> [Required action] Note the line where "pixel 134 107" appears in the data below; write it out exactly, along with every line that comes after it to the end.

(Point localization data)
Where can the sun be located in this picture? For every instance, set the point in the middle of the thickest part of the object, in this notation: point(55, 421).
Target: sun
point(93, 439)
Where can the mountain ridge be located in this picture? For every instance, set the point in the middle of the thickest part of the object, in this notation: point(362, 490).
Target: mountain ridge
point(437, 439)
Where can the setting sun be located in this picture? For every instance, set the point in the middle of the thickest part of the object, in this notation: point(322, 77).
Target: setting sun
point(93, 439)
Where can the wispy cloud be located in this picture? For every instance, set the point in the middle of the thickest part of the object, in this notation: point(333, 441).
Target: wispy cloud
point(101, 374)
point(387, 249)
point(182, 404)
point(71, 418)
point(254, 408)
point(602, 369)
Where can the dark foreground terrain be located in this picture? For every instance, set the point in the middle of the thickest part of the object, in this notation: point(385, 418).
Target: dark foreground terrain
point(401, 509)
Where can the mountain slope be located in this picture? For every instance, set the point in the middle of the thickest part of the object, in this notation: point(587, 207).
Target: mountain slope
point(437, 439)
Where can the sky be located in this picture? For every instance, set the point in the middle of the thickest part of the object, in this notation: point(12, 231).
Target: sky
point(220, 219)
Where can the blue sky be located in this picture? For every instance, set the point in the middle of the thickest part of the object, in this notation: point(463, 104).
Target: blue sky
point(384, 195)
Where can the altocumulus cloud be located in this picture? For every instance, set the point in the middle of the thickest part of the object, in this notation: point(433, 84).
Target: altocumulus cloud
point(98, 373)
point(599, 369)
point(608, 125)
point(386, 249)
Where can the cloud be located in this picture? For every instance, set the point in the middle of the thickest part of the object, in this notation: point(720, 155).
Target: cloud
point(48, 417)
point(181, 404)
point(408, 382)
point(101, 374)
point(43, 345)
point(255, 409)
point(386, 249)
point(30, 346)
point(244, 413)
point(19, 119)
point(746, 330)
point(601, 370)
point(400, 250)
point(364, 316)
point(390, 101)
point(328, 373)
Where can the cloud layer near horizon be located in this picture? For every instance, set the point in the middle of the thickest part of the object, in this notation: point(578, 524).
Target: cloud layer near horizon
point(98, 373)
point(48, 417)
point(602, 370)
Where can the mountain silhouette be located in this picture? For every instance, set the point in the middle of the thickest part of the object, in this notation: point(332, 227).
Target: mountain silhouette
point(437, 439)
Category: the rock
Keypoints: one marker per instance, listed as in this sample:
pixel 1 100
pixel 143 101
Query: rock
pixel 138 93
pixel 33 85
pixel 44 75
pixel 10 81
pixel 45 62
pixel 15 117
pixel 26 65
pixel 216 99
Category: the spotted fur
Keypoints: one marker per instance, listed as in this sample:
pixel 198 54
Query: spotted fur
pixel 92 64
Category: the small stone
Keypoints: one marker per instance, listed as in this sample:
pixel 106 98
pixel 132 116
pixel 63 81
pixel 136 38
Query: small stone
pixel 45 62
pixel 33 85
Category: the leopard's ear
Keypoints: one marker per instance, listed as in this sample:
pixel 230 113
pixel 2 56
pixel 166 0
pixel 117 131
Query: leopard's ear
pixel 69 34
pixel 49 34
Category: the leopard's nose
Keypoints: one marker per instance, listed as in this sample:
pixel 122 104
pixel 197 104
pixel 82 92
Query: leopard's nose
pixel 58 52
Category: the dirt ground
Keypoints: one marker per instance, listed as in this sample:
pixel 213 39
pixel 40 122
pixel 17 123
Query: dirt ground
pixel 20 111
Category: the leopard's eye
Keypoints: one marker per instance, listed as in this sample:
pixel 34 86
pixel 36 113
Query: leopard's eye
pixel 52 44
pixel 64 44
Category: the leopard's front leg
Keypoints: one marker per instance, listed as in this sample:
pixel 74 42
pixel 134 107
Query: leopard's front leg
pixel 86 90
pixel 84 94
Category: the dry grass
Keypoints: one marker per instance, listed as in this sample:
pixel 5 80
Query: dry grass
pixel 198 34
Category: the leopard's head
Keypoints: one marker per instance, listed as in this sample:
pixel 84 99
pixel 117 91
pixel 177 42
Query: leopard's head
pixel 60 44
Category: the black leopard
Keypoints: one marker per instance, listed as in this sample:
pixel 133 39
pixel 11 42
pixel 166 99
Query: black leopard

> [Your solution]
pixel 134 107
Query: leopard's front leg
pixel 86 90
pixel 84 94
Category: the dry grass
Keypoints: one marker per instance, listed as in this sample:
pixel 5 80
Query: dry grass
pixel 198 34
Category: the leopard's head
Keypoints: one marker per instance, listed as in this sample:
pixel 84 99
pixel 117 91
pixel 177 42
Query: leopard's head
pixel 60 44
Category: the black leopard
Keypoints: one marker per instance, listed as in this sample:
pixel 133 39
pixel 11 42
pixel 166 99
Query: black leopard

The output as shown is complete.